Görev ayrıntıları =>
Propaganda afişleri üzerine olan yazıyı, son cümlesinin ardından gelecek kısmı yazarak sürdürün.

Sayfadan alıntı =>
'''

Propaganda çok sayıda insanın düşünce ve davranışlarını etkilemek amacını taşıyan önceden planlanmış bir mesajlar bütünüdür. Propaganda tarafsız bilgi sağlama yerine, en temelde kendi kitlesini etkileyecek bilgiyi sunar. İşte buna dünya tarihinden bazı örnekler…
1. Sene 1914. 1.Dünya Savaşı yeni patlak vermiş. İngiliz hükümeti tutuşmuş, gençleri milliyetçi damarlarına bastıra bastıra vatani göreve çağırıyor. Dönemin Savaş Bakanı, afili bıyıklı Lord Kitchener, Britanyalıları istiyor zira memleketin onlara ihtiyacı var. Ha bu arada tabii ki “Tanrı Kralı Korusun”. Çizen Alfred Leete.
2. Sene 1917. Tıpkısının aynısı. 1.Dünya Savaşının ilerleyen yıllarında, savaşa asker yetiştiremeyen meşhur Sam Amca “Seni istiyorum” der Amerikan gençlerine. Böylelikle mini mini garibanlar dünyanın diğer ucundaki savaşa, adını bile duymadıkları ülkelere kolayca paketlenebileceklerdir. Sam Amca az daha tontiş olabilirmiş o ayrı konu. Çizen James Montgomery Flagg.
3. Sene 1918. Propaganda denilince Sovyetleri es geçmek olmaz. Yine benzer bir parmak bize “Orduya katıldın mı?” diye soruyor. Demek ki keramet parmakta. Çizen Dmitry Moor
.
Komünizmin tanımı itibariyle Sovyetler Birliğinde, topluma alışılagelmişin tamamen dışında bir yaşam tarzı benimsetilmeye çalışıldığı için propaganda ayrı bir önem kazanmış. Savaş ve politika dışında da hemen her alanda afişlere rastlamak mümkün. Aşağıdaki “Höt, dedikodu yapma” posteri desem inanır mısınız?
4. Sene 1939. Kelimenin tam anlamıyla gaz alma afişi. İngiliz halkı bangır bangır yaklaşan 2.Dünya Savaşından ürkmesin, sükunetini korusun diye yapılmış. Posterdeki kraliyet tacına dikkat, kafanıza bombalar yağacak ama elbette ki “Tanrı Kralı Korusun”. İşin enteresan tarafı bundan 2.500.000 adet basılıp, sonra nedendir bilinmez umuma dağıtmaktan vazgeçiliyor. Çizen meçhul, çizdiren İngiltere Bilgi Bakanlığı.

'''

Veri satırları =>
'''

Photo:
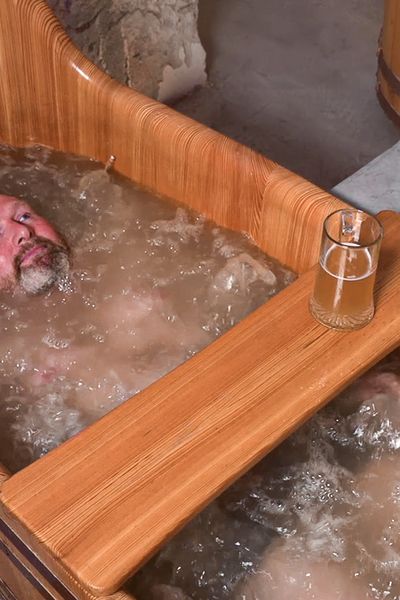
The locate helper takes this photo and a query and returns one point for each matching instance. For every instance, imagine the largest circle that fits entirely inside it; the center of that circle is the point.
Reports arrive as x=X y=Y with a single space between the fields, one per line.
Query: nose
x=20 y=233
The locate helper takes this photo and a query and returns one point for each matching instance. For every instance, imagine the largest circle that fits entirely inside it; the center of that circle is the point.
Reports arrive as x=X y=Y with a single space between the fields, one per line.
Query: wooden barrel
x=388 y=86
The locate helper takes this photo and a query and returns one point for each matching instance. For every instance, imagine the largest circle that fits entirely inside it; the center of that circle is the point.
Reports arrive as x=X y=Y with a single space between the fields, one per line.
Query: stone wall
x=151 y=45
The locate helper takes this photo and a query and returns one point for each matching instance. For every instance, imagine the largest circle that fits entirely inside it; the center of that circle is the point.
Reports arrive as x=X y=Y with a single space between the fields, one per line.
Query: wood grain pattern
x=4 y=474
x=27 y=581
x=389 y=71
x=98 y=506
x=165 y=453
x=53 y=95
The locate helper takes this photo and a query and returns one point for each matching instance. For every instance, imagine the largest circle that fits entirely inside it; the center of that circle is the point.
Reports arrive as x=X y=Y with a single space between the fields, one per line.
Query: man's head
x=33 y=256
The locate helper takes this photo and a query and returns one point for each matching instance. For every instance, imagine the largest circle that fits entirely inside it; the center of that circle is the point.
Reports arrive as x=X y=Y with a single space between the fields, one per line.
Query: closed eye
x=24 y=217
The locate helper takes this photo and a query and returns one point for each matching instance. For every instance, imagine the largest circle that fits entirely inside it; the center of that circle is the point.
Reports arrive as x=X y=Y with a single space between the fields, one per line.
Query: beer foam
x=369 y=268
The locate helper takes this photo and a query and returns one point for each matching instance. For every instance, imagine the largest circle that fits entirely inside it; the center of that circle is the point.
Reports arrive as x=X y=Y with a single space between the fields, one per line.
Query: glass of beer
x=343 y=293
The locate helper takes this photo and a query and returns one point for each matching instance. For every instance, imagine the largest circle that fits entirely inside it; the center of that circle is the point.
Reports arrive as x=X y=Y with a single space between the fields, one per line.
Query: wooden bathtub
x=78 y=522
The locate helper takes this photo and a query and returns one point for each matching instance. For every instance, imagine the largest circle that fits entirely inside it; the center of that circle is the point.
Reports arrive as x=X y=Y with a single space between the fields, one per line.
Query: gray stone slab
x=376 y=186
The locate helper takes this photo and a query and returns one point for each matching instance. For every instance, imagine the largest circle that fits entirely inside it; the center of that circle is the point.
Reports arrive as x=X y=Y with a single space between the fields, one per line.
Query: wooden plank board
x=168 y=451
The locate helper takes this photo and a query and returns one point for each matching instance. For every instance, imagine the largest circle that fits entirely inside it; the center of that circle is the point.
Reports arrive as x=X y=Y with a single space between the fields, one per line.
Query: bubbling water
x=317 y=519
x=151 y=284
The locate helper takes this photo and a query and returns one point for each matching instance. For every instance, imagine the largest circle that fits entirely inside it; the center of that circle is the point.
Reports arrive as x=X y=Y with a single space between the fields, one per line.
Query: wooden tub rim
x=282 y=204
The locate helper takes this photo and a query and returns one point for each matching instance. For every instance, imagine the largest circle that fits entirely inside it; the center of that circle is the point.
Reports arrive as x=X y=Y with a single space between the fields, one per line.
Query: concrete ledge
x=376 y=186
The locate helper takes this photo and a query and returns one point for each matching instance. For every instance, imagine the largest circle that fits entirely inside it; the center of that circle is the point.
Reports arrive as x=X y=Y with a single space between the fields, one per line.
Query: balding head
x=33 y=256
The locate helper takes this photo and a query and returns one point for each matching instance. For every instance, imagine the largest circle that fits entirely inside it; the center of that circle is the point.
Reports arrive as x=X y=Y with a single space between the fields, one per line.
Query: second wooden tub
x=78 y=522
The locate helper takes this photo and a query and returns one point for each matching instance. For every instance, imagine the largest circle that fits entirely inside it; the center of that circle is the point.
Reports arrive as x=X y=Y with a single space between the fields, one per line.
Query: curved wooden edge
x=4 y=474
x=29 y=577
x=292 y=214
x=168 y=451
x=53 y=95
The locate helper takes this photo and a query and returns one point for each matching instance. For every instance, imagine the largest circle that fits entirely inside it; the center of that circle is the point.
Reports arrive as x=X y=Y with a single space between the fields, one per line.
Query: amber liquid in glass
x=343 y=294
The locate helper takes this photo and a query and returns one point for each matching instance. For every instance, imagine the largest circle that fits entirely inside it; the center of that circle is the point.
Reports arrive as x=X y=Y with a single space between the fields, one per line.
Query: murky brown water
x=319 y=518
x=152 y=283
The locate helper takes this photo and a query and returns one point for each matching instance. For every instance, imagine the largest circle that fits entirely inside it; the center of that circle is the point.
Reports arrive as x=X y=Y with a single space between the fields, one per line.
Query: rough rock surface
x=151 y=45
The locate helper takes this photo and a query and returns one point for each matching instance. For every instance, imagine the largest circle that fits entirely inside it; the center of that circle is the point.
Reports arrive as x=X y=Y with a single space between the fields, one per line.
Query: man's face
x=33 y=256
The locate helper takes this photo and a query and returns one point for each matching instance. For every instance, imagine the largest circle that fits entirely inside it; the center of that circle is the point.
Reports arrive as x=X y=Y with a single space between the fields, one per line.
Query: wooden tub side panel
x=23 y=576
x=291 y=218
x=168 y=451
x=52 y=94
x=388 y=76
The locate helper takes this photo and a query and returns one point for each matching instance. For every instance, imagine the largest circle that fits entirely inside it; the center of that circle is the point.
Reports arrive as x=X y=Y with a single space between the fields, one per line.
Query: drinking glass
x=344 y=285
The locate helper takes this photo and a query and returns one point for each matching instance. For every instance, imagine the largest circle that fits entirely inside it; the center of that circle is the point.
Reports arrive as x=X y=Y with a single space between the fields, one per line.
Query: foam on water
x=318 y=519
x=152 y=283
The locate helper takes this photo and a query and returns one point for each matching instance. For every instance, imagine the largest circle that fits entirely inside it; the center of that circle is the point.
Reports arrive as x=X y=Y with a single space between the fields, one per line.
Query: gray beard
x=39 y=278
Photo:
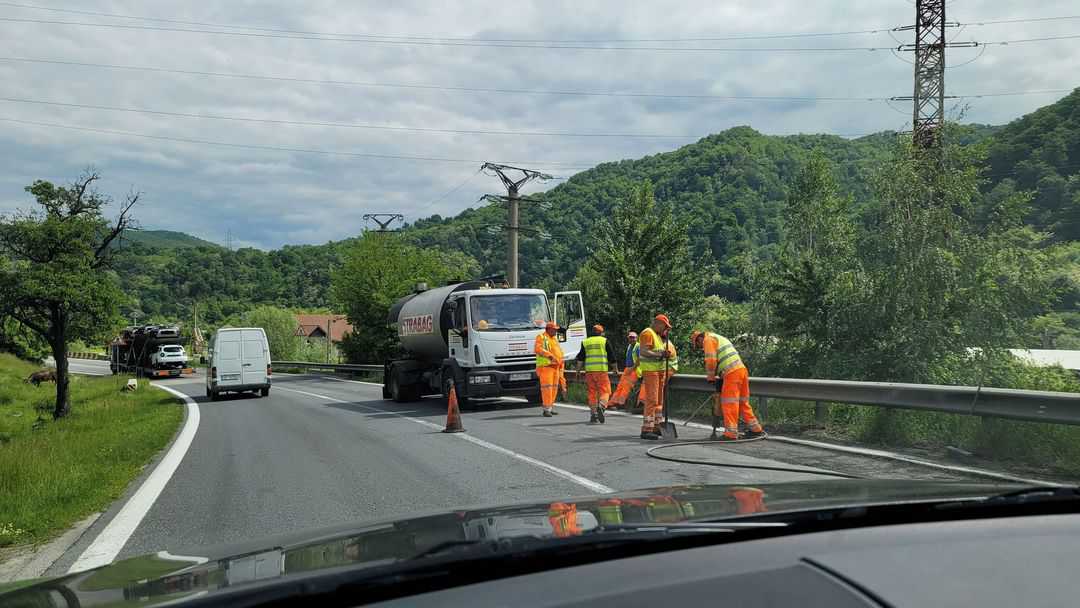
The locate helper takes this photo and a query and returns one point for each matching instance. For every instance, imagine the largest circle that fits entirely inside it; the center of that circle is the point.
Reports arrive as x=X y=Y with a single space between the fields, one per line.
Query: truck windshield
x=509 y=312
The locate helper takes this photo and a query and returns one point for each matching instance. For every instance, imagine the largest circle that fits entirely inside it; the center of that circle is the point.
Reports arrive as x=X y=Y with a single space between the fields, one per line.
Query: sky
x=304 y=117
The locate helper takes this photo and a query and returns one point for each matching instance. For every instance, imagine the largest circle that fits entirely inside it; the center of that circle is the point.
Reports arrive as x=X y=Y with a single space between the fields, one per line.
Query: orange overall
x=652 y=383
x=550 y=368
x=732 y=401
x=626 y=381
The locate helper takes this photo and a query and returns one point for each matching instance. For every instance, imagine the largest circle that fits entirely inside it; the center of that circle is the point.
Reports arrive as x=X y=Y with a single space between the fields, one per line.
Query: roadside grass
x=55 y=473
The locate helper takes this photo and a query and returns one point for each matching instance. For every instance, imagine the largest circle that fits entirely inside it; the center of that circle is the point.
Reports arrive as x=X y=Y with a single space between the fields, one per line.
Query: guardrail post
x=820 y=414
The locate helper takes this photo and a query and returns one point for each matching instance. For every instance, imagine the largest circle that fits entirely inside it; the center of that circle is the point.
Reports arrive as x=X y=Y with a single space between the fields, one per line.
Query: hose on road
x=653 y=453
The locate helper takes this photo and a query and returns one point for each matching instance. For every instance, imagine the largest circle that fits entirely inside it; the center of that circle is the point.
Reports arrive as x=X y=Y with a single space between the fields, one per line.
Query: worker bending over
x=550 y=368
x=725 y=367
x=657 y=360
x=630 y=374
x=597 y=356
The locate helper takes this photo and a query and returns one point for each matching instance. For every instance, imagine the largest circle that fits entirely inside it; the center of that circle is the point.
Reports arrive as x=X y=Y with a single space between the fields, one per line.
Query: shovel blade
x=669 y=431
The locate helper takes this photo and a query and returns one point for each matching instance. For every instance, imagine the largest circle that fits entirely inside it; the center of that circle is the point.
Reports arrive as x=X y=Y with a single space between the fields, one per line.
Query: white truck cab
x=239 y=362
x=169 y=354
x=477 y=336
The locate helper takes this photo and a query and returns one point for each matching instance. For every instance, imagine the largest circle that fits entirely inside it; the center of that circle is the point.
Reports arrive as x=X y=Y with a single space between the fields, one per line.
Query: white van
x=239 y=362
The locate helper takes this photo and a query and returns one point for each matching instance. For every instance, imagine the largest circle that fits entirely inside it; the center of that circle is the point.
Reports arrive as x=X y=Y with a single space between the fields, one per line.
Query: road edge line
x=108 y=543
x=584 y=482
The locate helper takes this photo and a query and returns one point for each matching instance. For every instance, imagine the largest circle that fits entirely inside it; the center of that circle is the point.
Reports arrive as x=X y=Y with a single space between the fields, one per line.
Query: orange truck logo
x=416 y=325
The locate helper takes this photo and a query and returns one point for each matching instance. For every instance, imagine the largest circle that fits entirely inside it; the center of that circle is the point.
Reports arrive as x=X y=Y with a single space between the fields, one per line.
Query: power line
x=732 y=37
x=472 y=43
x=346 y=124
x=274 y=148
x=442 y=86
x=449 y=38
x=489 y=90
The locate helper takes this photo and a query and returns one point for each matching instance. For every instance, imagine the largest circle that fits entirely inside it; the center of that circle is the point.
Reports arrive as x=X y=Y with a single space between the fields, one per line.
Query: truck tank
x=422 y=320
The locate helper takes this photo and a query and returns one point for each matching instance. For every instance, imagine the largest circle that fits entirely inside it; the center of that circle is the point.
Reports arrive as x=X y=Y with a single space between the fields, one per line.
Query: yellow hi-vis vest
x=658 y=364
x=543 y=361
x=720 y=354
x=595 y=353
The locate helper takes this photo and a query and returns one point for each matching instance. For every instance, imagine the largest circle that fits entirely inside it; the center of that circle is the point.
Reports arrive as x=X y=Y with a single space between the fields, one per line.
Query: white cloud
x=275 y=198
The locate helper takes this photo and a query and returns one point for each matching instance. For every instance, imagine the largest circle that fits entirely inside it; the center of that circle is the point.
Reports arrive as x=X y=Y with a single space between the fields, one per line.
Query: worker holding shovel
x=656 y=359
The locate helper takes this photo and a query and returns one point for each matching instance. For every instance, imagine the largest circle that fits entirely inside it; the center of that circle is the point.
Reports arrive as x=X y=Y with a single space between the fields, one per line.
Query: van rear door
x=255 y=357
x=227 y=357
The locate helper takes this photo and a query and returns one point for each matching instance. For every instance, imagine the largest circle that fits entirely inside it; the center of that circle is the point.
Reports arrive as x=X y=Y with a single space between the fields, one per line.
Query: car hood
x=185 y=573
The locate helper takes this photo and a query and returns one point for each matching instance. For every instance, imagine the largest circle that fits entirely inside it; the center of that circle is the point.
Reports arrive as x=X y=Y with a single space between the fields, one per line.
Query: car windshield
x=509 y=312
x=644 y=262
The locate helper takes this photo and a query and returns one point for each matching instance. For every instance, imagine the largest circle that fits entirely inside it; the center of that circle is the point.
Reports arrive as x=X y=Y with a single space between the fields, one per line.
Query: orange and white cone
x=453 y=414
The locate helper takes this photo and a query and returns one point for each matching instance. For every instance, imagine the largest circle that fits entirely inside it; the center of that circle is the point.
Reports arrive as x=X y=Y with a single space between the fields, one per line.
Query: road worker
x=550 y=368
x=629 y=377
x=655 y=361
x=563 y=517
x=725 y=368
x=597 y=356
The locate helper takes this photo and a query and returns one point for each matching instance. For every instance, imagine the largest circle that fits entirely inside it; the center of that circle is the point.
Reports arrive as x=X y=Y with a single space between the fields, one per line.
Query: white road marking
x=352 y=381
x=108 y=543
x=596 y=487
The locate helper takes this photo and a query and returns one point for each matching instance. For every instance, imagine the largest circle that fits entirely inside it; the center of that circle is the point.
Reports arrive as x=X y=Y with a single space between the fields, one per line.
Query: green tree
x=280 y=326
x=922 y=285
x=642 y=264
x=55 y=277
x=378 y=269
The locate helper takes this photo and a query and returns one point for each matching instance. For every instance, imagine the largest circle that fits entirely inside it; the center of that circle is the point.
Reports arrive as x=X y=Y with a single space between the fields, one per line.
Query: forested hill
x=166 y=240
x=1041 y=152
x=732 y=185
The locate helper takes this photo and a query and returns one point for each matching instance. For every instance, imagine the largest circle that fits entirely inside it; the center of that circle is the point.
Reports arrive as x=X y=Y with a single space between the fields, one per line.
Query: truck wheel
x=399 y=392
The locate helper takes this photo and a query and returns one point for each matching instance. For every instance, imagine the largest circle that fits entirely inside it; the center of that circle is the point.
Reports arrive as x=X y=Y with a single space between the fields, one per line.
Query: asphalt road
x=321 y=451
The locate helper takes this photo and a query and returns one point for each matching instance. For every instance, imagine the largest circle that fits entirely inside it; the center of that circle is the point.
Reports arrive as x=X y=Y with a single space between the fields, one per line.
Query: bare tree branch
x=103 y=255
x=81 y=187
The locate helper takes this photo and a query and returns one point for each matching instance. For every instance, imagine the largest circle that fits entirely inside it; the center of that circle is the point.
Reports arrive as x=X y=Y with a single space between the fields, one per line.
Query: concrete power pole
x=513 y=200
x=383 y=220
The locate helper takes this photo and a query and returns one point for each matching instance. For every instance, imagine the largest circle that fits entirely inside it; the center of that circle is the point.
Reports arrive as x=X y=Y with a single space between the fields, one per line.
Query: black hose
x=652 y=454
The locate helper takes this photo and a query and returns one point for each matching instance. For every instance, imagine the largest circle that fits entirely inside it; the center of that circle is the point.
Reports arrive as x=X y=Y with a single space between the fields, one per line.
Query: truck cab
x=478 y=337
x=494 y=333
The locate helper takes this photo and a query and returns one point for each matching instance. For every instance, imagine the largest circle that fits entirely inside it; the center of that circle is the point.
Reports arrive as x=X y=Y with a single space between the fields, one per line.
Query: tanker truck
x=478 y=335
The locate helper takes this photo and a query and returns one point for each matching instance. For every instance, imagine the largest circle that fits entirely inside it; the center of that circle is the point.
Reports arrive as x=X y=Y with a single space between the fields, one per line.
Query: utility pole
x=385 y=219
x=929 y=108
x=513 y=198
x=928 y=111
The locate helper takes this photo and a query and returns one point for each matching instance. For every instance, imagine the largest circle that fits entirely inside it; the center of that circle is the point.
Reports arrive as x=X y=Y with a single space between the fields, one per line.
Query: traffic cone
x=453 y=415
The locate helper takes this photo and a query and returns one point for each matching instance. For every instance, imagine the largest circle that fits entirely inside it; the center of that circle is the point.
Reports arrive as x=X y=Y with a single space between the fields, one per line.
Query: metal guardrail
x=333 y=367
x=89 y=355
x=1035 y=406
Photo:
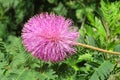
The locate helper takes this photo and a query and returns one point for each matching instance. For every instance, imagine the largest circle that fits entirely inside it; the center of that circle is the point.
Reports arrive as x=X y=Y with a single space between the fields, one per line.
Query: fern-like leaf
x=103 y=71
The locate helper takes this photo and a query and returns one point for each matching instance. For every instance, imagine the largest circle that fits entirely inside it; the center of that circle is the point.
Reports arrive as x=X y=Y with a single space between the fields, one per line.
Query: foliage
x=98 y=24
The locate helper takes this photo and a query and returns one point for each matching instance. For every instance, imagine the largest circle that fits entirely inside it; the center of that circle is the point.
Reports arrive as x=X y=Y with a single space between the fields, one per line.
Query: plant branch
x=95 y=48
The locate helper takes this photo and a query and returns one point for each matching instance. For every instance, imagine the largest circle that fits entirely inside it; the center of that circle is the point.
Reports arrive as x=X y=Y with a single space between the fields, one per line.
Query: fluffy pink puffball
x=49 y=37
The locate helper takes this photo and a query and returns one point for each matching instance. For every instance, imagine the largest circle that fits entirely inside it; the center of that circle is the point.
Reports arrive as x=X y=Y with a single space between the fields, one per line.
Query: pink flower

'''

Verilen yanıt =>
Son yıllarda bu afiş sosyal medyada tekrar moda oldu, türlü türlü geyik versiyonları çıktı ortaya, çizenin kemiklerinin sızlıyor olması muhtemel. Gelinen son nokta:
5. Sene 1943. Westinghouse Electric şirketi tarafından çalışanların moralini yerine getirmek için tasarlanmış “gücümüz her şeye yeter” posteri. Amerikan erkekleri cephede savaşta olabilir ama arkada kalan cefakar kadınlar, nam-ı diğer “Rosie the Riveter”lar da bu işi kıvırır, endişeye mahal yok diyor kabaca. 1940’lardaki amaç o olmasa da afiş, 1980’lerde feminizm savunucuları tarafından kadın çalışma gücünü yüceltme amacıyla bol bol kullanıldı. Çizen J. Howard Miller.
6. Sene 1946. Pin-up kızları furyası. Dönemin güzel kadınlarının resimlerinden milyonlarca basılıp satılıyor. Özellikle savaş dönemlerinde orduda dağıtılıyor. Moral motivasyon önemli tabii. Amerikan kültürünün vazgeçilmezlerinden. E Amerikan kültürü deyip de tüketim demeyince dövüyorlar adamı. Bugün bize buzz gibi kolasını satarken Ramazan’da aile saadeti motifini kullanan Coca-Cola, o dönemde pin-up kızları üzerinden satış yapıyordu. Nabza göre şerbet. Neyse ne, biz her türlü seviyoruz tüketim çılgınlığını!!!! Grafiker Haddon Sundblom.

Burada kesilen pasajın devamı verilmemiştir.